Source text —
□ □ □ □ □
Some scheduled passengers made a lucky escape. After staying too long at her parents' house in Kaohsiung, Chen Caijia and her son arrived late at the airport and missed the flight back home to Penghu.

A woman surnamed Hong crawled out of wreckage in the dark and borrowed a phone from a nearby house to call her father, who soon arrived to help other survivors, said the United Daily News.

Communities across Penghu began mourning the victims Thursday. Zhong Jiawei was the popular bus driver of Magong High School. Students recalled Zhong as a humorous man who always played pop music on the bus. He loved to play tricks too, and chat with students, they told Now News.

Penghu resident Chen Runqing died along with his elder sister's two daughters, her son and her son-in-law, reported United Daily News.

Ye Genzhuang, 83, a famous carpenter who worked on ancient buildings, also perished, said Now News.
□ □ □ □ □
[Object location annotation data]

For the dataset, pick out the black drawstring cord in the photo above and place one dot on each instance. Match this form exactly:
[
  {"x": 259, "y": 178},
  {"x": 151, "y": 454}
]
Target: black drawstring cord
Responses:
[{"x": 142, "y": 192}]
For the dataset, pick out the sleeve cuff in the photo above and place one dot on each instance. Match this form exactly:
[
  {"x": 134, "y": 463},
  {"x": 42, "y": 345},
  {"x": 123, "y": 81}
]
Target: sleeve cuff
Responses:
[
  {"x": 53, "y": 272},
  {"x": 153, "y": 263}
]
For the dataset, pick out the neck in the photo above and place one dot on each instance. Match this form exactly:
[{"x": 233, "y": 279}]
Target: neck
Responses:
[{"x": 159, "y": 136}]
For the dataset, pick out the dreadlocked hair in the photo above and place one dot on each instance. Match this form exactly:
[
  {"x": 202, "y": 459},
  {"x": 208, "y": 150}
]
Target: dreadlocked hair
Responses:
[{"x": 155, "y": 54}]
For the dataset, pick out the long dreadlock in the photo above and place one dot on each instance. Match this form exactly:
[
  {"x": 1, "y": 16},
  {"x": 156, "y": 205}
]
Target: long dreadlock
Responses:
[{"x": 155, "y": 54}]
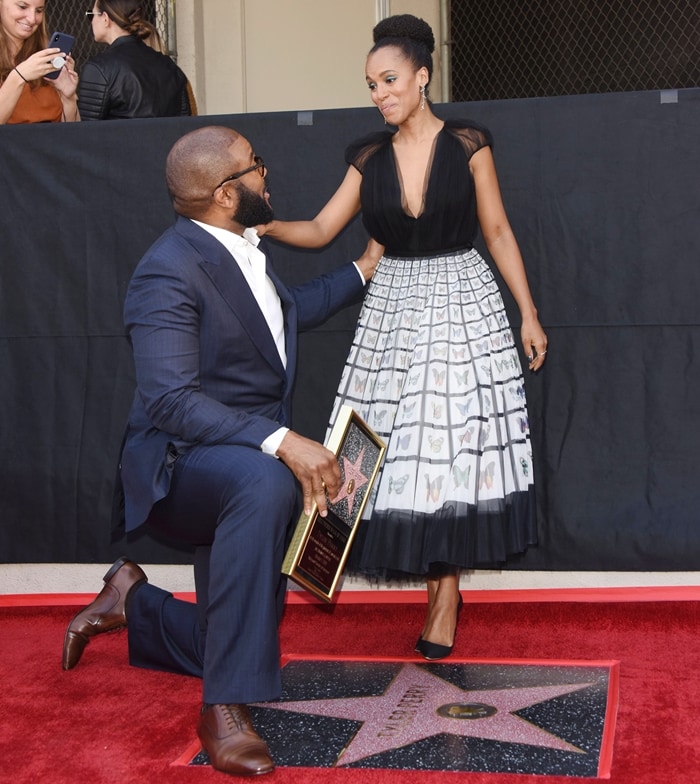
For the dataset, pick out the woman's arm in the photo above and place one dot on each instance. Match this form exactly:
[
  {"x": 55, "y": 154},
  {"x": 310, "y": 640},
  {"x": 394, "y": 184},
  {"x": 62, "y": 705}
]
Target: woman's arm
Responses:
[
  {"x": 10, "y": 91},
  {"x": 66, "y": 85},
  {"x": 503, "y": 247},
  {"x": 93, "y": 96},
  {"x": 340, "y": 209}
]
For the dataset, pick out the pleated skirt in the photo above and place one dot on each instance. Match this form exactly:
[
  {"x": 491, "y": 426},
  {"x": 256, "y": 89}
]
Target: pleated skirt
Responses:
[{"x": 434, "y": 371}]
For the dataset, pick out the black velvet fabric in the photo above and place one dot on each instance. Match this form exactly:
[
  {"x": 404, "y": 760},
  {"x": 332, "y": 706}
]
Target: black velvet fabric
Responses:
[{"x": 602, "y": 194}]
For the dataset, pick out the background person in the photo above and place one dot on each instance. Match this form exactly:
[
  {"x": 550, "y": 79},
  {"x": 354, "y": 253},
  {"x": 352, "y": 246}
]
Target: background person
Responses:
□ □ □ □ □
Exercises —
**1.** Retype the Penghu passage between "Some scheduled passengers" and "told Now News.", inclusive.
**2.** In the Penghu passage, what kind of music did Zhong Jiawei always play on the bus?

Results for the exercise —
**1.**
Some scheduled passengers made a lucky escape. After staying too long at her parents' house in Kaohsiung, Chen Caijia and her son arrived late at the airport and missed the flight back home to Penghu.

A woman surnamed Hong crawled out of wreckage in the dark and borrowed a phone from a nearby house to call her father, who soon arrived to help other survivors, said the United Daily News.

Communities across Penghu began mourning the victims Thursday. Zhong Jiawei was the popular bus driver of Magong High School. Students recalled Zhong as a humorous man who always played pop music on the bus. He loved to play tricks too, and chat with students, they told Now News.

**2.** Pop music.